▶ [Série de tâches]:
(1) D'après l'entretien sur le projet ENIGMA, quel organisme soutient depuis plusieurs années les recherches de la Professeure Liefferinckx ?
(2) Recopiez l'entretien sur le projet ENIGMA à partir de « ENIGMA : comprendre » jusqu'à « individus sains ? » inclus.

ENIGMA : comprendre le microbiote pour mieux traiter les maladies inflammatoires
Focus On
Entretien avec le Professeur Claire Liefferinckx
Depuis plusieurs années, mes recherches sont soutenues par le Fonds Erasme, ce qui me permet d’explorer des questions fondamentales sur le fonctionnement du système immunitaire et ses interactions avec le microbiote intestinal. Mon projet actuel, ENIGMA, s’inscrit dans la continuité de mes travaux précédents (GEOCODE et GEOBIOTA) et vise à mieux comprendre l’équilibre entre ces deux acteurs clés de la santé humaine.
Pourquoi étudier le microbiote chez des individus sains ?
L’idée fondatrice de ENIGMA est simple : avant d’identifier les dérèglements du microbiote et leur implication dans certaines pathologies, il est essentiel de comprendre son fonctionnement normal. C’est une approche logique en médecine : avant d’étudier une maladie, il faut maîtriser les mécanismes qui assurent la bonne santé.
Cette démarche fait écho à l’un de mes précédents projets, Géocode, qui s’intéressait aux marqueurs génétiques associés au système immunitaire sain.
En identifiant ces marqueurs, nous avons pu mieux cerner les variations normales de l’immunité, découvrir certains marqueurs génétiques sous-tendant ces variations et suggérer l’implication de nouveaux gènes dans les pathologies immunitaires, notamment la maladie de Crohn et la rectocolite hémorragique. ENIGMA pousse cette logique plus loin en explorant cette fois les interactions entre le microbiote intestinal et le système immunitaire.
Les maladies inflammatoires du tube digestif : des pathologies à médiation immune
La maladie de Crohn et la rectocolite hémorragique font partie des maladies inflammatoires chroniques de l’intestin (MICI). Bien qu’elles ne soient pas des maladies auto-immunes à proprement parler – car elles ne produisent pas d’anticorps dirigés contre un organe spécifique –, elles relèvent néanmoins d’un dysfonctionnement immunitaire. Dans ces pathologies, le système immunitaire s’attaque aux cellules du tube digestif de manière excessive, chronique et incontrôlée.

▶ [Extraits des lignes]:
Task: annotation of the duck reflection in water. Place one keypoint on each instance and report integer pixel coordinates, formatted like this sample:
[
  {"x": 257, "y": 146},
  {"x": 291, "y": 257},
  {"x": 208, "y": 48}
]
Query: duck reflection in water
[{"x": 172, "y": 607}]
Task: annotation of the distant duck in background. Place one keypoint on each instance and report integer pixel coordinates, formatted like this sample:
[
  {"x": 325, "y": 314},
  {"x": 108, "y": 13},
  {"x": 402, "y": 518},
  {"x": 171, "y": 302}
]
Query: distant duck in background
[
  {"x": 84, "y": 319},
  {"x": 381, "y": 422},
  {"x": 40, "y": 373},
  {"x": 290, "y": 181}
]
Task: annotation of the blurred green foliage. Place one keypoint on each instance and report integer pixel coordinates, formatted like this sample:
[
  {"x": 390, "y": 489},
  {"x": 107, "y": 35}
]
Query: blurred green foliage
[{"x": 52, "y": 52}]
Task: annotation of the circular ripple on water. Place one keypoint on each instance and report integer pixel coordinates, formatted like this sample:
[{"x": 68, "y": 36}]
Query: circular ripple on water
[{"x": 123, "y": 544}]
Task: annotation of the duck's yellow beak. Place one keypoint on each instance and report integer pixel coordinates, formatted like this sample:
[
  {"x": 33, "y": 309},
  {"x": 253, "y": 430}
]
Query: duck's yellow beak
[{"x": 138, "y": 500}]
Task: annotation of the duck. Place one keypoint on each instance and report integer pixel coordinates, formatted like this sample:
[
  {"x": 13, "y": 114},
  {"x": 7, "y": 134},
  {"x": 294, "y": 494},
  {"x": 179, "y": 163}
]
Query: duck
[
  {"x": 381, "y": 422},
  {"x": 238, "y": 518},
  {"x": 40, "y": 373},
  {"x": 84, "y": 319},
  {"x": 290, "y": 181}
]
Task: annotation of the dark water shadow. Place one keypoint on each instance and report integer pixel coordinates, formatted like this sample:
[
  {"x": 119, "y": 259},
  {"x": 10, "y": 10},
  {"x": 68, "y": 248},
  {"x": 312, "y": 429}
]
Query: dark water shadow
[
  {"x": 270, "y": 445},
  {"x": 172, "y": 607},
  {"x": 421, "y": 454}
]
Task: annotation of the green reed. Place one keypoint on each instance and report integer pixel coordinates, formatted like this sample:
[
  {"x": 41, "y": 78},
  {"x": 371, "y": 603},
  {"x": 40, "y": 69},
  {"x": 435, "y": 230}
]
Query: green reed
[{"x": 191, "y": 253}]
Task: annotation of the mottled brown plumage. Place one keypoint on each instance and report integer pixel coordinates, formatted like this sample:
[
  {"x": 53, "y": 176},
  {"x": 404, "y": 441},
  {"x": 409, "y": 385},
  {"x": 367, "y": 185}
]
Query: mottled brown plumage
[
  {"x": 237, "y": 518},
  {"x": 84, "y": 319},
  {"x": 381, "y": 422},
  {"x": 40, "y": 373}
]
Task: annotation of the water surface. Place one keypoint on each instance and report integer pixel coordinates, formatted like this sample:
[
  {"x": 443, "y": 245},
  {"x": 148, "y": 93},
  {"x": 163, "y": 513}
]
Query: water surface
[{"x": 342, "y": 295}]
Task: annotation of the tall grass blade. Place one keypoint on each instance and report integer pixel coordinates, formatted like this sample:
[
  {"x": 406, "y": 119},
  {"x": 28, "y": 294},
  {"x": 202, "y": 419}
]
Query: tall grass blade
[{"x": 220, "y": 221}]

▶ [Résultats de l'exercice]:
(1) Le Fonds Erasme.

(2)
ENIGMA : comprendre le microbiote pour mieux traiter les maladies inflammatoires
Focus On
Entretien avec le Professeur Claire Liefferinckx
Depuis plusieurs années, mes recherches sont soutenues par le Fonds Erasme, ce qui me permet d’explorer des questions fondamentales sur le fonctionnement du système immunitaire et ses interactions avec le microbiote intestinal. Mon projet actuel, ENIGMA, s’inscrit dans la continuité de mes travaux précédents (GEOCODE et GEOBIOTA) et vise à mieux comprendre l’équilibre entre ces deux acteurs clés de la santé humaine.
Pourquoi étudier le microbiote chez des individus sains ?